▶ _BRANO SCELTO_
============================================================

Leopardi indaga: “Il caso della fantasima”

Il bel film di Mario Martone, Il giovane favoloso, ha il merito di riportare in primo piano la figura di Giacomo Leopardi, sommo poeta italiano ma il cui lavoro, fino a poco tempo fa, era considerato da molti solo un polveroso dovere da sbrigare a scuola e poi dimenticare.

Lo straordinario successo di pubblico che il film sta riscuotendo, invece, dimostra che Leopardi è quasi diventato un’icona pop, come diceva l’altro ieri su laRepubblica Michele Serra. Ma quello che pochi sanno è che, se il CICAP fosse esistito ai suoi tempi, il favoloso Giacomo avrebbe benissimo potuto ricoprirvi il ruolo di presidente.

Nel film, si avverte qui e là lo scetticismo di Leopardi per aruspici e superstizioni varie ma, nelle sue opere, lo spirito critico che caratterizza il CICAP si avverte molto spesso. In particolare, lo si trova in ogni pagina del Saggio sopra gli errori popolari degli antichi, composto nel 1815 e pubblicato postumo nel 1846, che meriterebbe una rilettura approfondita.

Oggi, però, vorrei riprendere un brano dai Pensieri (il IV), dove Leopardi racconta un’avventura capitata all’amico Antonio Ranieri che sembra quasi un’indagine CICAP:

Questo che segue, non è un pensiero, ma un racconto, ch’io pongo qui per isvagamento del lettore. Un mio amico, anzi compagno della mia vita, Antonio Ranieri, (….) abitava meco nel 1831 in Firenze. Una sera di state, passando per Via buia, trovò in sul canto, presso alla piazza del Duomo, sotto una finestra terrena del palazzo che ora è de’ Riccardi, fermata molta gente, che diceva tutta spaventata: ih, la fantasima! E guardando per la finestra nella stanza, dove non era altro lume che quello che vi batteva dentro da una delle lanterne della città, vide egli stesso come un’ombra di donna, che scagliava le braccia di qua e di là, e nel resto immobile. Ma avendo pel capo altri pensieri, passò oltre, e per quella sera né per tutto il giorno vegnente non si ricordò di quell’incontro.

============================================================

▶ _COSA FARE_
Prosegui il brano su Leopardi e il caso della fantasima partendo dopo l'ultima frase riportata.

============================================================

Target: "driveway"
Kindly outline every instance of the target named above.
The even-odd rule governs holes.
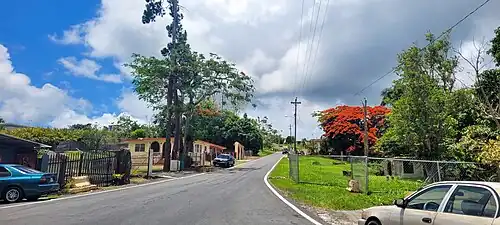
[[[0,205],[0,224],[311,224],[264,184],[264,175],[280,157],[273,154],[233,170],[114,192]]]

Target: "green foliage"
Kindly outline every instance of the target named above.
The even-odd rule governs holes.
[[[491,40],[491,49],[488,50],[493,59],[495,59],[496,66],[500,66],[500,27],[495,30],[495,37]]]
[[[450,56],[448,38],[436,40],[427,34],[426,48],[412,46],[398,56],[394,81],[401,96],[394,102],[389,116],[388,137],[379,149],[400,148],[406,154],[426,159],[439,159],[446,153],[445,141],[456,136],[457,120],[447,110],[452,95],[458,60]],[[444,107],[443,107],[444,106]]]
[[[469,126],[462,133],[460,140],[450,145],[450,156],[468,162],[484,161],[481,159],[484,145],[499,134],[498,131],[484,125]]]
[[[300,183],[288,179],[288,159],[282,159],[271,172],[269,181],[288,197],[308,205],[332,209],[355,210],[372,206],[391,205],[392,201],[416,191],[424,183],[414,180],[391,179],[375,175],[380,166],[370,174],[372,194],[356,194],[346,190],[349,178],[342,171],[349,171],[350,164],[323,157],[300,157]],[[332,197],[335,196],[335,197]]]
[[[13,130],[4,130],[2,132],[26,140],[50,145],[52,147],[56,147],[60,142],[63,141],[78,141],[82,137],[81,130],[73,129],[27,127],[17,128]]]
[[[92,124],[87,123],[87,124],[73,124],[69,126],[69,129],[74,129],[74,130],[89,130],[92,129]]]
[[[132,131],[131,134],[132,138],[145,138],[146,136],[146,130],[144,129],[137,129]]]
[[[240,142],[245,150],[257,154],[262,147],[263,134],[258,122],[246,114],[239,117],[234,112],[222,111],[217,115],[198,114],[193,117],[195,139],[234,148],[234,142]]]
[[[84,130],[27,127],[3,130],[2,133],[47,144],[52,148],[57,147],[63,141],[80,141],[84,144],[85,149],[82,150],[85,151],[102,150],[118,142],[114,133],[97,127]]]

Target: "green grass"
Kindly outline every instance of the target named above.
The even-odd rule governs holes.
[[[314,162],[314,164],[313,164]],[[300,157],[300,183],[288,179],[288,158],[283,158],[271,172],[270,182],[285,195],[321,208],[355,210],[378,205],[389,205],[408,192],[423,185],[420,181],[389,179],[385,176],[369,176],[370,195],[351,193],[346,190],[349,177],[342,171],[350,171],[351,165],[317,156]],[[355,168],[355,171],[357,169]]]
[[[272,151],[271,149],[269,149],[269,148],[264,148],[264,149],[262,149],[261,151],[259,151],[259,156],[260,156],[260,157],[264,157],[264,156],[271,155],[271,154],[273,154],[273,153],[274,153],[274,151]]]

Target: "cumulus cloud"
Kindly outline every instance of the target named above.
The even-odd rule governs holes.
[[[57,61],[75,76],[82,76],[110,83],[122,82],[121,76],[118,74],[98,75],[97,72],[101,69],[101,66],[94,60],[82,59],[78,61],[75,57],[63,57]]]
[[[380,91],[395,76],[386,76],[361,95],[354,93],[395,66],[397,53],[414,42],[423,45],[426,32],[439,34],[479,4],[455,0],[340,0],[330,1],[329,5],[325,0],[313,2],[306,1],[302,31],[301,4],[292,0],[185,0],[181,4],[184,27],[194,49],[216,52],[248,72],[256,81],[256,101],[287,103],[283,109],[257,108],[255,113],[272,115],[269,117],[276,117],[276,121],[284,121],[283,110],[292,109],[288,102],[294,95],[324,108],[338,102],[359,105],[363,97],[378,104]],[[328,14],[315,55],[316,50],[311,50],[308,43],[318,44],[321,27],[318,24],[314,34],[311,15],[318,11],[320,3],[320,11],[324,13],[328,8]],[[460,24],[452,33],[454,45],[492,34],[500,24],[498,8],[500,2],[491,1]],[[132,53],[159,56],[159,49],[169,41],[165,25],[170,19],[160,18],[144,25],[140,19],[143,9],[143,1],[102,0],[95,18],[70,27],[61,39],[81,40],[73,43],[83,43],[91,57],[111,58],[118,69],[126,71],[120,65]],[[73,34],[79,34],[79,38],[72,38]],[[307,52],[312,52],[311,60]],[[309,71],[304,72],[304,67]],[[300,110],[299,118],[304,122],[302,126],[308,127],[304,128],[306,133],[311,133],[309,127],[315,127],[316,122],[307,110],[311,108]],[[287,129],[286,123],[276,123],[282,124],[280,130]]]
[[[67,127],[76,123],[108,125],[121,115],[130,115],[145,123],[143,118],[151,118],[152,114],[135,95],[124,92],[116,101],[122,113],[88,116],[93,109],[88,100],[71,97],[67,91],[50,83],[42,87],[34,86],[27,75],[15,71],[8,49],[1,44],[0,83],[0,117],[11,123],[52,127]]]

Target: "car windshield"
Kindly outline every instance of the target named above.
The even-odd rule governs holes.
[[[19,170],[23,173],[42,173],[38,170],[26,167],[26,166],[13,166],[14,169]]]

============================================================

▶ _SOLUZIONE DELL'ESERCIZIO_
L’altra sera, alla stessa ora, abbattendosi a ripassare dallo stesso luogo, vi trovò raccolta più moltitudine che la sera innanzi, e udì che ripetevano collo stesso terrore: ih, la fantasima! E riguardando per entro la finestra, rivide quella stessa ombra, che pure, senza fare altro moto, scoteva le braccia. Era la finestra non molto più alta da terra che una statura d’uomo, e uno tra la moltitudine che pareva un birro, disse: s’i’ avessi qualcuno che mi sostenessi ‘n sulle spalle, i’ vi monterei, per guardare che v’è là drento. Al che soggiunse il Ranieri: se voi mi sostenete, monterò io. E dettogli da quello, montate, montò su, ponendogli i piedi in su gli omeri, e trovò presso all’inferriata della finestra, disteso in sulla spalliera di una seggiola, un grembiale nero, che agitato dal vento, faceva quell’apparenza di braccia che si scagliassero; e sopra la seggiola, appoggiata alla medesima spalliera, una rocca da filare, che pareva il capo dell’ombra: la quale rocca il Ranieri presa in mano, mostrò al popolo adunato, che con molto riso si disperse.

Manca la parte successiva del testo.